**TO BE DONE**
Can you retype each of the items below character for character, without changing anything?

**MATERIAL TO PROCESS**
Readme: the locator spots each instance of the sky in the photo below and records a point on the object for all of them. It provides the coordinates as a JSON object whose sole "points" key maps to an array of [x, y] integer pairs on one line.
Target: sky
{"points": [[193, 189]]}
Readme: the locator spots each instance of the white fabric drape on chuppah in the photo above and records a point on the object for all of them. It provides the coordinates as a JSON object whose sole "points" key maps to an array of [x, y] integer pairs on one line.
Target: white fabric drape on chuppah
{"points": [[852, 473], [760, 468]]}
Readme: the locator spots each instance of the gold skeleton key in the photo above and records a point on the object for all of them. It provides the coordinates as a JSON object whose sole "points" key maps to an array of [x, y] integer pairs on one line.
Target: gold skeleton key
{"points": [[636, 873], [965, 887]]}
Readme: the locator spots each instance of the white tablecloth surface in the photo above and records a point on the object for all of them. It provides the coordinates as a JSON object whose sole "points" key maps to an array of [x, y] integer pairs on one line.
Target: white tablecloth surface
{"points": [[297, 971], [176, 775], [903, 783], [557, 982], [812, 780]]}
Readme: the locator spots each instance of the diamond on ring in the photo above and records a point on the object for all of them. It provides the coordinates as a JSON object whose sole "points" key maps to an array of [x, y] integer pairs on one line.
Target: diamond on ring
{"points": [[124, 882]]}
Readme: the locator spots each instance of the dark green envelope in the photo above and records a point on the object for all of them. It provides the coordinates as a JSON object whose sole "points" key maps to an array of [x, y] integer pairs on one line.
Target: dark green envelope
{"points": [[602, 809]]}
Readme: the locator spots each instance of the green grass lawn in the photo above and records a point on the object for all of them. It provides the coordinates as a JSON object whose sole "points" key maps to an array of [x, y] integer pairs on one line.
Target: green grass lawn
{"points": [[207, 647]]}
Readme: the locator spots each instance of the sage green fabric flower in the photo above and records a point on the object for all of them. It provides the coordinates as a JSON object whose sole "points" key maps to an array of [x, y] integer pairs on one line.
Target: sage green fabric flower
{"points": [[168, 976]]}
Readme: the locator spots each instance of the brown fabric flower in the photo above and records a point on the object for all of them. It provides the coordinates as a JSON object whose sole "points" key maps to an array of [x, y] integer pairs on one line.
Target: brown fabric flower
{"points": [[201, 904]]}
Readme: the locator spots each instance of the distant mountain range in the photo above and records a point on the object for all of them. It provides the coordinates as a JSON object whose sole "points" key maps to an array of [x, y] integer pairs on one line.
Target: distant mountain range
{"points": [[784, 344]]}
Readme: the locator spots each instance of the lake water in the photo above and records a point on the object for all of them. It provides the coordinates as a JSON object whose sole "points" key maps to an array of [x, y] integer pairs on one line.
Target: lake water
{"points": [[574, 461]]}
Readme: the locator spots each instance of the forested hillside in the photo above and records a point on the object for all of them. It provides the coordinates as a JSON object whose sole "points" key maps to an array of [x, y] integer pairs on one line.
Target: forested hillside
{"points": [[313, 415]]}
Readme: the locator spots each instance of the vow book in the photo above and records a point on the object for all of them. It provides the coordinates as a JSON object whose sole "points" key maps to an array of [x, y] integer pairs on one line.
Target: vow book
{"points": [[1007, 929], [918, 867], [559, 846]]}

**RESULT**
Readme: the locator spots each instance of the sky in the photo below and records a point on the object for all of them. It provides the coordinates as a JSON object whose sole "points" key maps to an array of [x, y] integer pairs on one line.
Target: sky
{"points": [[193, 189]]}
Readme: the locator spots each instance of the white fabric drape on chuppah in the photo above and records a point on the object for all of them. It provides the coordinates as a JSON object whose sole "points" key maps to an array of [x, y] integer pairs on one line.
Target: white fabric drape on chuppah
{"points": [[852, 473], [760, 468]]}
Readme: the locator spots each instance of the gold skeleton key in the photo above and records a point on the object for all of them. It provides the coordinates as a JSON object whose sole "points" key maps to an array of [x, y] integer pairs on one line.
Target: gold skeleton key
{"points": [[636, 873], [965, 887]]}
Readme: the locator spots each instance of the white tablecloth surface in the photo above and records a point on the object for all of them. It provides the coordinates as a JSON object whose sole "points" key maps to an array of [x, y] integer pairs on one line.
Target: white tablecloth surface
{"points": [[297, 971], [176, 775], [903, 783], [557, 982], [812, 780]]}
Readme: the locator spots each instance of the diamond on ring in the photo above and records a point on the object for all of them. It provides the coordinates as a JSON object whose sole "points" key maps to an array of [x, y] integer pairs on one line.
Target: diamond on ring
{"points": [[124, 882]]}
Readme: the locator spots each instance of the dark green envelope in the photo above and records a point on the object for all of them. It provides the coordinates as a JSON object whose sole "points" key maps to an array of [x, y] integer pairs on one line.
Target: dark green envelope
{"points": [[602, 809]]}
Readme: the locator spots each instance of the green grass lawn in the photo above and records a point on the object for all of them. It provides the coordinates as a JSON object whose sole "points" key maps to an array of [x, y] integer pairs on one line.
Target: green grass lawn
{"points": [[207, 647]]}
Readme: the locator spots each instance of the sage green fabric flower in the photo above and records a point on the object for all of them. It provides the coordinates as a JSON object whose sole "points" key maps to an array of [x, y] integer pairs on one line.
Target: sage green fabric flower
{"points": [[168, 976]]}
Readme: the locator spots each instance of the brown fabric flower in the photo above and records a point on the object for all of them. It provides the coordinates as a JSON object whose sole "points" key maps to an array of [x, y] integer pairs on one line.
Target: brown fabric flower
{"points": [[201, 904]]}
Readme: the locator spots each instance of the distant mountain range in the photo above and records a point on the object for all of them. It provides the coordinates as a JSON object whose sole "points" key maps to an array of [x, y] integer pairs on one line.
Target: distant mountain range
{"points": [[784, 344]]}
Readme: the locator spots each instance of the lake water in the photo above and records a point on the object for all of them. It provides the coordinates as a JSON object whose sole "points" key maps to an array of [x, y] integer pairs on one line.
Target: lake water
{"points": [[574, 461]]}
Readme: the locator spots each instance of the forested hillside in the photo above and records a point on the object for all of them. It provides the coordinates as a JSON object whose sole "points" key maps to an array of [x, y] integer pairs on one line.
Target: forested hillside
{"points": [[313, 415]]}
Readme: the locator spots each instance of the vow book in the photo above and records a point on the object for all of them. It provides the coordinates as a JSON object whose sole "points" key maps to an array of [x, y] integer pairs on one line.
Target: vow book
{"points": [[1007, 929], [918, 867], [559, 846]]}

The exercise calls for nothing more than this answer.